### Избранный отрывок:
В последние годы XVIII в. российские журналы публикуют во множестве восточные анекдоты и апологи, а также "мысли восточных мудрецов", наставляющие о пользе почтительности к родителям, щедрости и терпения, о вреде порока и рубцах от ран, наносимых ложью. Так, один только "Пантеон иностранной словесности" за 1798 г. представляет читателям восточный анекдот "Дервиш в глубокомыслии (наставление дервиша калифу Мостацему Билла о бренности богатства и тщете бытия)", "Последния слова Козроэса Парвиса, сказанные им сыну своему (Перевод из персидской книги Бостана, сочиненной поэтом Сади)", "Мысли об уединении. Переведены из той же Саадиевой книги", две арабския оды (одна -- об умерении страстей и познании самого себя, вторая -- о вине, "вливающем в нас и ум, и красноречие"), а также "Мысли восточных мудрецов". Переводчики не указаны, а сами переводы выполнены, скорее всего, с французских изданий.
Однако, ориентальная поэзия девятнадцатого века получает в наследство от восемнадцатого не только фонд трафаретно-восточных фигур "тенденциозного" просветительского направления, назидательные сентенции и волшебных дивов с рогатыми визирями. В журналах второй половины XVIII века печатались также и страноведческие заметки, дневники путешествий, этнографические наблюдения (главным образом, переводные). Они знакомили публику с настоящим, невыдуманным Востоком и, возможно, какие-то из них послужили прямо или косвенно источниками формирования в поэзии XIX в. устойчивых, "сквозных" восточных мотивов.

### Задания:
a – Какие виды публикаций, кроме назидательных сочинений, по словам отрывка печатались в журналах второй половины XVIII века? Перечислите их все.
b – Выберите и перепишите все строки, где встречается слово «negative». Регистр учитывается.
Отрывок и строки никак не связаны между собой.

### Исходные данные:

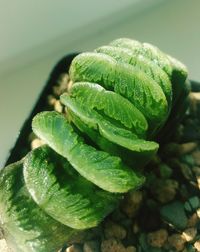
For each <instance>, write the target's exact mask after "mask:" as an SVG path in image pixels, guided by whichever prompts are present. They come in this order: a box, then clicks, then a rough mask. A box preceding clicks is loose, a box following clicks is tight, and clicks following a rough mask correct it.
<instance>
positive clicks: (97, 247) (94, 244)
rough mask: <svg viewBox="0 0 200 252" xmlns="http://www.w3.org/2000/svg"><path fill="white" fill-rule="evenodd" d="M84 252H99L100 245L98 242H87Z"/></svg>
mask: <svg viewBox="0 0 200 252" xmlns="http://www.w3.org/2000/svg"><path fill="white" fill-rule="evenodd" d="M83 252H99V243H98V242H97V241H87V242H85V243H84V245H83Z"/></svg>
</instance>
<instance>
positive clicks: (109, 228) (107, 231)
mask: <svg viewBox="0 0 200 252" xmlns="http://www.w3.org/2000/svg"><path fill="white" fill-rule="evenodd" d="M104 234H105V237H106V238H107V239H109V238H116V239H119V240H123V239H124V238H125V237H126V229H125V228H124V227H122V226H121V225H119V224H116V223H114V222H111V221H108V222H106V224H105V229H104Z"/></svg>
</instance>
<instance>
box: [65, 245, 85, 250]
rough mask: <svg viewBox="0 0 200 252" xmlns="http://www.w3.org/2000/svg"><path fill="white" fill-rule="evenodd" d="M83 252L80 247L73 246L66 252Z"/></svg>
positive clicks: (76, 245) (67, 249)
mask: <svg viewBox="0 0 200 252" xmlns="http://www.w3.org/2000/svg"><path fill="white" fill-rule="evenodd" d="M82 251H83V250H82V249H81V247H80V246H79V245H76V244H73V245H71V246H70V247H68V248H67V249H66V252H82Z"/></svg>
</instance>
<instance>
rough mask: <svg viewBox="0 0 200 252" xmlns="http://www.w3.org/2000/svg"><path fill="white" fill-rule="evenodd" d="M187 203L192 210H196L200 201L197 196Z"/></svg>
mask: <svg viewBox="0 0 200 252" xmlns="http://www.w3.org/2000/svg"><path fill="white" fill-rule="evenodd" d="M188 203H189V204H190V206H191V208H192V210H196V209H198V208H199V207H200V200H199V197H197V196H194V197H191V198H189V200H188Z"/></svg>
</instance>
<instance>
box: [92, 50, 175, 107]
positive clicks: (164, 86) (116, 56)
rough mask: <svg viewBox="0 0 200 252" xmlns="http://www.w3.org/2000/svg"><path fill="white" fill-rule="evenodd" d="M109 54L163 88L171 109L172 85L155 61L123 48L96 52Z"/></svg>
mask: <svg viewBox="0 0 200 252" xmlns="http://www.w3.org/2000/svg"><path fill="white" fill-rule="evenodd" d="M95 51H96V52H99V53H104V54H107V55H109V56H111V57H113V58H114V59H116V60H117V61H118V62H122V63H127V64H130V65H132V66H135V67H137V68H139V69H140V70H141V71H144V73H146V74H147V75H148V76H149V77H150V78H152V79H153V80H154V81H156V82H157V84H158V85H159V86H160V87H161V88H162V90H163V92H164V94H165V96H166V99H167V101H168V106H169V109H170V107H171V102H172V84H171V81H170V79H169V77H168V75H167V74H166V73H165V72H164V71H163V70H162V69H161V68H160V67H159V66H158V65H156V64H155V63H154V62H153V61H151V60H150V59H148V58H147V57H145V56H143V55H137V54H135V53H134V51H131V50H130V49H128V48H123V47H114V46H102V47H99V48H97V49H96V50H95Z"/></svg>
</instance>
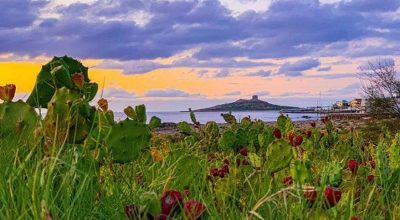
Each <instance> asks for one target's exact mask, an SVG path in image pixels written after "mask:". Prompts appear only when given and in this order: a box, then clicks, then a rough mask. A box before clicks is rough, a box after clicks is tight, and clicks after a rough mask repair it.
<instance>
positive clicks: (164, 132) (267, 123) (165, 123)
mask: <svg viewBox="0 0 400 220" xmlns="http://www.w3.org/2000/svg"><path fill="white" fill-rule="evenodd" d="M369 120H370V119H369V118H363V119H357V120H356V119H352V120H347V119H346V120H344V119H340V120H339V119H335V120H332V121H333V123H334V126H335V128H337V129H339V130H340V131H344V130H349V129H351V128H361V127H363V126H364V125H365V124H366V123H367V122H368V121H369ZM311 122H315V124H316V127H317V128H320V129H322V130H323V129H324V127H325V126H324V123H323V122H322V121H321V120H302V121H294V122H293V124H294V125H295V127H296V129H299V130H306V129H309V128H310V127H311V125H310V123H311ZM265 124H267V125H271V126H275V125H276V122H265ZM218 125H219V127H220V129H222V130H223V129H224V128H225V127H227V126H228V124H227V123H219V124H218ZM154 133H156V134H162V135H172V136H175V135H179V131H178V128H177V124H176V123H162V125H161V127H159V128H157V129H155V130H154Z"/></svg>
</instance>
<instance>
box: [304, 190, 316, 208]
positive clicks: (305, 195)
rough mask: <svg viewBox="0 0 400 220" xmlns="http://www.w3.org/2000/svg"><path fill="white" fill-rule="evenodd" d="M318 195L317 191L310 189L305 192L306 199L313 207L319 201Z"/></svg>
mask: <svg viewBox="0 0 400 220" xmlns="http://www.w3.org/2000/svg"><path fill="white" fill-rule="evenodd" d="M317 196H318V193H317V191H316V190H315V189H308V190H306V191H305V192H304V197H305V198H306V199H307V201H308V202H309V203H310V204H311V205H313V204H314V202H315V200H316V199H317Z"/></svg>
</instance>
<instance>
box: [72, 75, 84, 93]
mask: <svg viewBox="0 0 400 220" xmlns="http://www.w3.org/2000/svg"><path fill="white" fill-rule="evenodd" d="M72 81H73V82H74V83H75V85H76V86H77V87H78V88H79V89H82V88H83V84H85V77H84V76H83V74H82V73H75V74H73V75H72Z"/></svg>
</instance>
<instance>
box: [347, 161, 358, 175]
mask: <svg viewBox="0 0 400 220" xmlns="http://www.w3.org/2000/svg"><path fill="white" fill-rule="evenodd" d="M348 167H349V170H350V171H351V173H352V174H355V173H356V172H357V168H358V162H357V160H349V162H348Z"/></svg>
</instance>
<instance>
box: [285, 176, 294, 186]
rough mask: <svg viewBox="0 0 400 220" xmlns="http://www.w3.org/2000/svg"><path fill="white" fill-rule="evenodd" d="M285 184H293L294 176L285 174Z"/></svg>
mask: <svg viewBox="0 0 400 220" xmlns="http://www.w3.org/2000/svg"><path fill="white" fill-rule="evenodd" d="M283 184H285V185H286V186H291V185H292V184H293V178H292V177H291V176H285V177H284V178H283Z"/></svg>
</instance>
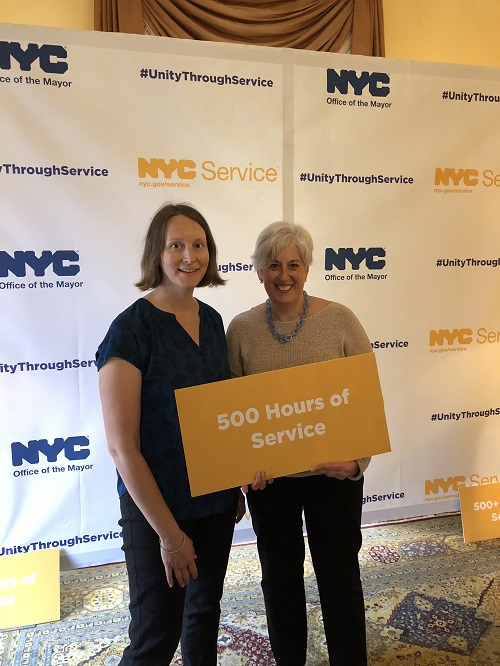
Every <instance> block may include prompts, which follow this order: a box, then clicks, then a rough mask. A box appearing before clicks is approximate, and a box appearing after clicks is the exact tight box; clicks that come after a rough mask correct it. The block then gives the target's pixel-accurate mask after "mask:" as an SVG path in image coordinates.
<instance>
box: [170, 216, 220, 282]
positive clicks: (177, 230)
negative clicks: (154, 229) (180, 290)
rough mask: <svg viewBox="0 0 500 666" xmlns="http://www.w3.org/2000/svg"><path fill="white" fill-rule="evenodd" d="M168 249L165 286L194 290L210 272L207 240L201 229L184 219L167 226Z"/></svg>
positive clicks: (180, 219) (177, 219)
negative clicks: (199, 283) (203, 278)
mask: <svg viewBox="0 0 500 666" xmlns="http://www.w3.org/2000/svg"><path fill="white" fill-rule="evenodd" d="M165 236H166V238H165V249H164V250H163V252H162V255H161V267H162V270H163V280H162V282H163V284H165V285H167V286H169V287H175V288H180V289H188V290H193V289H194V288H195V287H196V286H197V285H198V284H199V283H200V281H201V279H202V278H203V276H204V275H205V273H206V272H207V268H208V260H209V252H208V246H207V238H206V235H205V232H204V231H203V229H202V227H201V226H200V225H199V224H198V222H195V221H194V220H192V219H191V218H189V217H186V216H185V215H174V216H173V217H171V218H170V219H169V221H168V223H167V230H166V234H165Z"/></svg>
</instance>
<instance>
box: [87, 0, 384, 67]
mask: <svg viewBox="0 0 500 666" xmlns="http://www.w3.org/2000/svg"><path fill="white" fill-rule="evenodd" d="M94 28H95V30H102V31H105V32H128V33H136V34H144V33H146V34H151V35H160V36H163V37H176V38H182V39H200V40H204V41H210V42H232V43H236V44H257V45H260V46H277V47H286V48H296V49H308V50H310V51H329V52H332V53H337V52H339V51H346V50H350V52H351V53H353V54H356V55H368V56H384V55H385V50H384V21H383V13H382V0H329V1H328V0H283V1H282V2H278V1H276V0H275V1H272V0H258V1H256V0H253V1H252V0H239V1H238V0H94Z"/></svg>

### Ответы к заданиям:
a – Страноведческие заметки, дневники путешествий, этнографические наблюдения.

b –
negative clicks: (154, 229) (180, 290)
negative clicks: (199, 283) (203, 278)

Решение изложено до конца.